### Problem to solve
Rewrite the data below from its first line up to and including the line with "[122, 330, 204, 360]", keeping every line, the requests included. Scale each bounding-box coordinate in the answers by 1.15 and round to whole numbers with halves going up, leaving the numbers in the requests and their format samples unchanged.

— start Given data —

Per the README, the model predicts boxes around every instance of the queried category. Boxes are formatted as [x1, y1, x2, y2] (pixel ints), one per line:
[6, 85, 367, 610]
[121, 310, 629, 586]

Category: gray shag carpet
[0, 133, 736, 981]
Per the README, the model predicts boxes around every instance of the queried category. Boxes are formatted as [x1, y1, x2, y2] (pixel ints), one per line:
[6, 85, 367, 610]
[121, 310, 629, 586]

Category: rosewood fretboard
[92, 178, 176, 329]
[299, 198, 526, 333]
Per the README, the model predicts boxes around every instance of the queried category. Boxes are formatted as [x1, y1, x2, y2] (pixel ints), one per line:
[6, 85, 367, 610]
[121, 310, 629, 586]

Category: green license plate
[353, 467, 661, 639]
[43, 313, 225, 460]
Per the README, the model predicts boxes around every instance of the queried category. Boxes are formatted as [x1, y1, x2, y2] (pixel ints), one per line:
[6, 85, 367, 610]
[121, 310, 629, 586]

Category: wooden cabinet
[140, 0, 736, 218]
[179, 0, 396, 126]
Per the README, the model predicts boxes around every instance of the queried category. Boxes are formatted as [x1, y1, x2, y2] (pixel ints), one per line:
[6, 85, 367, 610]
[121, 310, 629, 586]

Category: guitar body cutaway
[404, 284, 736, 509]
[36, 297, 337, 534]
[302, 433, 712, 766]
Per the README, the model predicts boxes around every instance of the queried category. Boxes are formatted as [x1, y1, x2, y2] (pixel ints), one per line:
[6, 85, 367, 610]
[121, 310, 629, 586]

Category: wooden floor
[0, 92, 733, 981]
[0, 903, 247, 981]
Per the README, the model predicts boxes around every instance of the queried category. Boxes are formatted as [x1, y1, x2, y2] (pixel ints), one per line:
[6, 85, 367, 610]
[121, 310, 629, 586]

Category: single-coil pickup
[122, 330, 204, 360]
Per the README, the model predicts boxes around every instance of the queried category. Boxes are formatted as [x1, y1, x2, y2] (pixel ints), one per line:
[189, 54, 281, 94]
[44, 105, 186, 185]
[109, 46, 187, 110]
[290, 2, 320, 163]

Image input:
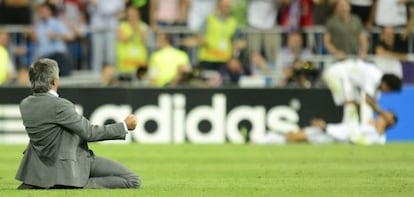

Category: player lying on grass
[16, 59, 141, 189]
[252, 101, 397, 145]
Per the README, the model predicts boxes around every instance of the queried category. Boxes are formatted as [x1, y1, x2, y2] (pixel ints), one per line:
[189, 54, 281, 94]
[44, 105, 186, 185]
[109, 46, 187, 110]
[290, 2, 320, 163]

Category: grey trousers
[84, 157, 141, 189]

— end Given data —

### In response
Per the README, the model predicts boxes around every instance of the queried category. Boxes are formatted as [x1, y1, x2, y2] (pixel ints), one per line:
[6, 85, 367, 610]
[121, 310, 629, 586]

Category: gray shag carpet
[0, 153, 846, 1128]
Per the README, the model predicts boxes around every instance of the queried category. Boxes are formatted as [x1, y1, x2, y2] (pixel ints), one per line:
[6, 85, 367, 610]
[121, 310, 629, 586]

Category: rosewood fretboard
[106, 205, 202, 378]
[344, 228, 605, 383]
Per the README, the model predicts boxes around every instance of the queried category. Boxes are formatted as [x1, y1, x2, y2] (pixel ints), one per line:
[6, 85, 367, 610]
[121, 310, 629, 586]

Category: green license plate
[406, 537, 760, 735]
[49, 360, 259, 529]
Per the README, the model predicts boxes around every instance of the queried category. Boxes are formatted as [x1, y1, x2, y2] (pixel ints), one per line:
[6, 85, 367, 610]
[121, 310, 629, 586]

Category: wooden cabinet
[161, 0, 846, 251]
[206, 0, 455, 145]
Per the README, the model predicts boxes around every instance of the queried category. Boxes are formatted as [x1, y1, x2, y2] (pixel ints), one per line:
[6, 85, 367, 610]
[121, 310, 629, 586]

Category: guitar body cutaway
[465, 327, 846, 585]
[41, 342, 388, 614]
[347, 498, 819, 881]
Per the README, the model predicts boxes around every instance of the queried category. Boxes are formatted as [x1, y1, x2, y2] (pixel ints), one per line:
[6, 85, 367, 610]
[121, 310, 629, 586]

Category: wooden floor
[0, 106, 843, 1128]
[0, 1038, 284, 1128]
Per the README, the model predicts boxes around every instance of the queried category. Boxes are formatted as [x1, y1, x2, y2] (pixel ints), one per line:
[6, 85, 367, 610]
[121, 310, 629, 586]

Category: single-coil pickup
[140, 380, 235, 414]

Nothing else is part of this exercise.